ФРАГМЕНТ ДЛЯ ЧТЕНИЯ:
================

А ещё Гай с его суперпрозорливостью годами держал рядом с собой шпиона Тилля, и если бы Круня его не сдалал - держал бы и дальше.
Ни на Гая, ни на Белдо она больше не обращала внимания. Точно позабыв, что они в комнате, чертила в блокноте коротким карандашом, который держала не так, как обычно держат карандаши, а как-то неудобно, щепотью. Белдо осторожно заглянул в ее блокнот. Там были нарисованы лес и поворот дороги. И рядом с ними небольшой, жирно прочерченный горб. Камень? Пригорок? Слева угадывалось озеро.
– Что это? – спросил Белдо.
– Не знаю… не знаю…
Круня скомкала лист, отбросила, а потом, ощупью нашарив на кровати, прижала к груди.
– Я хочу гладить его… хочу греть о него пальцы… он мой, он подпустит меня… подпустит всякого, кто подойдет первым и узнает его… он добрый… он не ведает зла… Я хотела бы даже умереть, если бы меня похоронили под ним… Я опять буду красивой… не буду уродливым обрубком… И эльбы отстанут от меня… ничего не смогут мне сделать! Я все верну! – невнятно забормотала она. Из-под повязки, из-под драгоценных камней, лежащих на ее глазах, струились слезы.
Внезапно голова Круни дернулась, точно ее ударило в лицо нечто невидимое. Карлица упала на кровать и затихла. Из носа ее побежала кровь. Совиная личность взволнованно принялась вытирать кровь платком, с подобострастием оглядываясь на Гая и Белдо.
– Такое сейчас часто бывает. Надо подождать: скоро придет в себя! – прошептала она.
Гай подхватил с пола выскользнувший из пальцев Круни лист.

================

ИЗВЛЕЧЁННЫЕ ДАННЫЕ:
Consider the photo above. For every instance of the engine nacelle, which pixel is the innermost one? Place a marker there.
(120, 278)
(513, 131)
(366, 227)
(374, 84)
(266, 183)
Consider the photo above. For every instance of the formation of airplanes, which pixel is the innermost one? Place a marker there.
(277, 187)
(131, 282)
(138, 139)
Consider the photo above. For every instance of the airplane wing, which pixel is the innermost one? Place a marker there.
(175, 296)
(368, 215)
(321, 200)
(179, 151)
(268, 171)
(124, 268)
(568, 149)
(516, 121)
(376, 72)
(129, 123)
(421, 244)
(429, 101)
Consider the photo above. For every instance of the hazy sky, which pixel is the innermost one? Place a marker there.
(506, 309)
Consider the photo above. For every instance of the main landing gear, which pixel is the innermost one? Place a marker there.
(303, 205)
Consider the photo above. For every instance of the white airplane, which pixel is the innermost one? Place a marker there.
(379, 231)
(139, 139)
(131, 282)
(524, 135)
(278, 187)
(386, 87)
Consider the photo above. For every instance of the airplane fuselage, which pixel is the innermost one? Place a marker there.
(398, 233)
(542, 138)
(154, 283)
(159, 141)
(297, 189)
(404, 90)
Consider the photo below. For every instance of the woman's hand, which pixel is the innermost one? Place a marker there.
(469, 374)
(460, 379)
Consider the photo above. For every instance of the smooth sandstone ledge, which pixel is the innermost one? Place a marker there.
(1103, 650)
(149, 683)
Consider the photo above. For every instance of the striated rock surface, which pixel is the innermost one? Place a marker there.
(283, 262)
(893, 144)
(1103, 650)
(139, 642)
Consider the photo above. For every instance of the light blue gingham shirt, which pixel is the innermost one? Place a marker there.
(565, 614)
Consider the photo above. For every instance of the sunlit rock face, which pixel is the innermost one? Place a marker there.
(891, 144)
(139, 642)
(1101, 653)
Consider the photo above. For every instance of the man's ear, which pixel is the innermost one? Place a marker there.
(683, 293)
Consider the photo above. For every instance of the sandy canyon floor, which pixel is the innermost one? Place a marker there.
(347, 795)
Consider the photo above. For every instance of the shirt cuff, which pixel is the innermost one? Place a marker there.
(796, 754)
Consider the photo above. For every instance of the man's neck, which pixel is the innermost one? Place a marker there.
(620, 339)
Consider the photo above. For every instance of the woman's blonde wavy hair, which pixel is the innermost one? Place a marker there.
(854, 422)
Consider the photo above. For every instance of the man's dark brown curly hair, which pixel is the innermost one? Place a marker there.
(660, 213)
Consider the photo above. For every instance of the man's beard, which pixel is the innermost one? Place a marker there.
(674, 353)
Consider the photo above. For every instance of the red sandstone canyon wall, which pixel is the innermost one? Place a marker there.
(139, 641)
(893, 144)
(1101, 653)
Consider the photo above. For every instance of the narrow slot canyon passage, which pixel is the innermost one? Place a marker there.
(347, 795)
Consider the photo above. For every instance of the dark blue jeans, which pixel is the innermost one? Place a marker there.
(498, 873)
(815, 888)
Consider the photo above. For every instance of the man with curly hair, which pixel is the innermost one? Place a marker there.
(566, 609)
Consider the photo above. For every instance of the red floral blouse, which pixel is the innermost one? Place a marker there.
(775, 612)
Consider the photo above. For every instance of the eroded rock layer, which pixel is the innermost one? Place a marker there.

================

ЧТО СДЕЛАТЬ:
**A)** Как, согласно фрагменту, Круня держала карандаш?
**B)** Выпишите из фрагмента дословно отрывок, начиная со слов «Ни на Гая, ни» и заканчивая словами «прижала к груди.».

ОТВЕТЫ К ЗАДАНИЯМ:
**A)** Неудобно, щепотью, не так, как обычно держат карандаши.

**B)**
Ни на Гая, ни на Белдо она больше не обращала внимания. Точно позабыв, что они в комнате, чертила в блокноте коротким карандашом, который держала не так, как обычно держат карандаши, а как-то неудобно, щепотью. Белдо осторожно заглянул в ее блокнот. Там были нарисованы лес и поворот дороги. И рядом с ними небольшой, жирно прочерченный горб. Камень? Пригорок? Слева угадывалось озеро.
– Что это? – спросил Белдо.
– Не знаю… не знаю…
Круня скомкала лист, отбросила, а потом, ощупью нашарив на кровати, прижала к груди.